— START OF Supplied data —

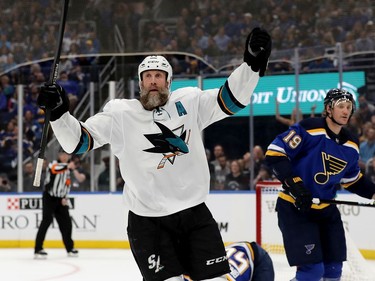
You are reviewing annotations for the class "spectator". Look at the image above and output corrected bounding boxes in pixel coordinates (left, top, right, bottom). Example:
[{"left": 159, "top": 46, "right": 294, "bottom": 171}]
[
  {"left": 215, "top": 154, "right": 230, "bottom": 190},
  {"left": 365, "top": 157, "right": 375, "bottom": 183},
  {"left": 0, "top": 173, "right": 17, "bottom": 192},
  {"left": 253, "top": 164, "right": 275, "bottom": 188},
  {"left": 70, "top": 155, "right": 90, "bottom": 191},
  {"left": 214, "top": 26, "right": 231, "bottom": 52},
  {"left": 224, "top": 160, "right": 250, "bottom": 190},
  {"left": 56, "top": 71, "right": 79, "bottom": 113},
  {"left": 22, "top": 161, "right": 39, "bottom": 192},
  {"left": 355, "top": 95, "right": 375, "bottom": 124},
  {"left": 23, "top": 108, "right": 43, "bottom": 145},
  {"left": 358, "top": 127, "right": 375, "bottom": 172}
]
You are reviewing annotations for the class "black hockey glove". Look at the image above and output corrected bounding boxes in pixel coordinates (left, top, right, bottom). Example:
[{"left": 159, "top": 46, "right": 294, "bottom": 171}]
[
  {"left": 37, "top": 84, "right": 69, "bottom": 121},
  {"left": 284, "top": 177, "right": 312, "bottom": 213},
  {"left": 243, "top": 27, "right": 272, "bottom": 77}
]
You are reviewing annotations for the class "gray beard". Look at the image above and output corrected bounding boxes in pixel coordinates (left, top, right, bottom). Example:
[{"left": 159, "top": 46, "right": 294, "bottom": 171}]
[{"left": 139, "top": 89, "right": 169, "bottom": 111}]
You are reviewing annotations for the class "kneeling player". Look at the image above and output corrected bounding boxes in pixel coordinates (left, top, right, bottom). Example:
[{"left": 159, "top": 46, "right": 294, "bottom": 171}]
[{"left": 184, "top": 242, "right": 275, "bottom": 281}]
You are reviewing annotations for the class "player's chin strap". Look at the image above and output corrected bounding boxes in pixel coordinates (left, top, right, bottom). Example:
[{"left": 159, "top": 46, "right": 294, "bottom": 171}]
[{"left": 328, "top": 114, "right": 351, "bottom": 126}]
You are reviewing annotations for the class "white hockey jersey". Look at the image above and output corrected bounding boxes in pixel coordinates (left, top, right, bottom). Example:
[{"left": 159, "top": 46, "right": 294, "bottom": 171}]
[{"left": 51, "top": 63, "right": 259, "bottom": 216}]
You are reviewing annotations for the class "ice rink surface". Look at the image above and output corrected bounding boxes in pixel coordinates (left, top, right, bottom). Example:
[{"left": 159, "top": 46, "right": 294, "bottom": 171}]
[{"left": 0, "top": 249, "right": 375, "bottom": 281}]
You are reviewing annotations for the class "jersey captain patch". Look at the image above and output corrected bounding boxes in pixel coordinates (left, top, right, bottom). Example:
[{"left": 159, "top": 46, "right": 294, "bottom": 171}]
[
  {"left": 143, "top": 121, "right": 190, "bottom": 169},
  {"left": 314, "top": 152, "right": 347, "bottom": 184}
]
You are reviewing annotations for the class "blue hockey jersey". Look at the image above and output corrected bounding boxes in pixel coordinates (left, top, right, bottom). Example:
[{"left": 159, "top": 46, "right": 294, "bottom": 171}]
[
  {"left": 184, "top": 242, "right": 274, "bottom": 281},
  {"left": 266, "top": 118, "right": 372, "bottom": 200}
]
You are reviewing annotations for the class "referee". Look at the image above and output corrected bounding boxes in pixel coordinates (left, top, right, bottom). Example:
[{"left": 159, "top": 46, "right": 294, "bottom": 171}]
[{"left": 34, "top": 150, "right": 78, "bottom": 259}]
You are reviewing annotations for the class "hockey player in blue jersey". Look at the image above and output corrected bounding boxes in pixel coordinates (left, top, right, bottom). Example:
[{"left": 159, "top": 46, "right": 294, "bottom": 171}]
[
  {"left": 184, "top": 242, "right": 275, "bottom": 281},
  {"left": 266, "top": 89, "right": 375, "bottom": 281}
]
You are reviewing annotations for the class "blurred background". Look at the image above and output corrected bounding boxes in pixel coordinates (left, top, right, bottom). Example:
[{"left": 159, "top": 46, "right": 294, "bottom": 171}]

— END OF Supplied data —

# Aim
Write every record out again exactly; no pictures belong in the copy.

# Task answer
You are reviewing annotations for the class "spectator". Look at the image above and output corrected bounding boxes in pixel coordinates (left, top, right, bottom). Example:
[{"left": 159, "top": 46, "right": 294, "bottom": 171}]
[
  {"left": 215, "top": 154, "right": 230, "bottom": 190},
  {"left": 365, "top": 157, "right": 375, "bottom": 183},
  {"left": 0, "top": 173, "right": 17, "bottom": 192},
  {"left": 253, "top": 164, "right": 275, "bottom": 188},
  {"left": 70, "top": 155, "right": 90, "bottom": 191},
  {"left": 214, "top": 26, "right": 231, "bottom": 52},
  {"left": 224, "top": 160, "right": 250, "bottom": 190},
  {"left": 56, "top": 71, "right": 79, "bottom": 113},
  {"left": 22, "top": 161, "right": 39, "bottom": 192},
  {"left": 355, "top": 95, "right": 375, "bottom": 124},
  {"left": 23, "top": 108, "right": 43, "bottom": 145},
  {"left": 358, "top": 127, "right": 375, "bottom": 172}
]
You are reviewing annotations for the class "black hockey glove". Look at the image above and output corrected bounding boxes in pixel coordinates (left, top, right, bottom). Example:
[{"left": 159, "top": 46, "right": 294, "bottom": 171}]
[
  {"left": 37, "top": 84, "right": 69, "bottom": 121},
  {"left": 284, "top": 177, "right": 312, "bottom": 213},
  {"left": 243, "top": 27, "right": 272, "bottom": 77}
]
You are reviewing annotations for the class "gray beard". Look at the image above and output corrected bounding boxes in pixel coordinates (left, top, right, bottom). Example:
[{"left": 159, "top": 46, "right": 294, "bottom": 171}]
[{"left": 139, "top": 89, "right": 169, "bottom": 111}]
You are reviewing annotations for the class "kneeling player". Look at the image above and output corrected bounding boxes in pixel coordinates (left, top, right, bottom). Example:
[{"left": 159, "top": 46, "right": 294, "bottom": 171}]
[{"left": 184, "top": 242, "right": 275, "bottom": 281}]
You are reviewing annotations for the class "player's chin strap". Look at the image above and output corrected bounding boxes in pixel coordinates (left, top, right, bottom). Example:
[{"left": 159, "top": 46, "right": 294, "bottom": 171}]
[{"left": 328, "top": 114, "right": 351, "bottom": 126}]
You are reviewing annotations for the class "white hockey jersey". Look at the image above and output corrected bounding boxes in pixel coordinates (left, top, right, bottom). Example:
[{"left": 159, "top": 46, "right": 294, "bottom": 171}]
[{"left": 51, "top": 63, "right": 259, "bottom": 216}]
You are reviewing annotations for the class "ice rink surface". Look at the image above and output corrected bounding boxes in pixel coordinates (left, top, right, bottom). Example:
[{"left": 159, "top": 46, "right": 294, "bottom": 171}]
[{"left": 0, "top": 249, "right": 375, "bottom": 281}]
You are reviewing annotations for the class "jersey captain patch". Look at the image above and output corrected bounding boxes in pixel coordinates (left, top, right, bottom). Example:
[{"left": 159, "top": 46, "right": 294, "bottom": 171}]
[
  {"left": 143, "top": 121, "right": 190, "bottom": 169},
  {"left": 314, "top": 152, "right": 347, "bottom": 184}
]
You are reviewing annotations for the class "blue hockey jersey". Look at the image above and output corrected bounding boxes in pixel coordinates (left, top, right, bottom). Example:
[{"left": 159, "top": 46, "right": 294, "bottom": 171}]
[
  {"left": 184, "top": 242, "right": 274, "bottom": 281},
  {"left": 266, "top": 118, "right": 372, "bottom": 200}
]
You are reviewing annotations for the class "referee". Look at the image above and output corrected bounding boxes in pixel coordinates (left, top, right, bottom). Example:
[{"left": 159, "top": 46, "right": 294, "bottom": 171}]
[{"left": 34, "top": 150, "right": 78, "bottom": 259}]
You are reviewing annotations for the class "hockey player in blue jersey". Look at the image above and output corrected bounding boxes in pixel coordinates (left, top, right, bottom). Example:
[{"left": 159, "top": 46, "right": 294, "bottom": 171}]
[
  {"left": 184, "top": 242, "right": 275, "bottom": 281},
  {"left": 266, "top": 89, "right": 375, "bottom": 281}
]
You are reviewing annotations for the class "blurred background". Look at the image above and output corrected bounding boxes in pixel coordinates (left, top, right, bottom). Example:
[{"left": 159, "top": 46, "right": 294, "bottom": 171}]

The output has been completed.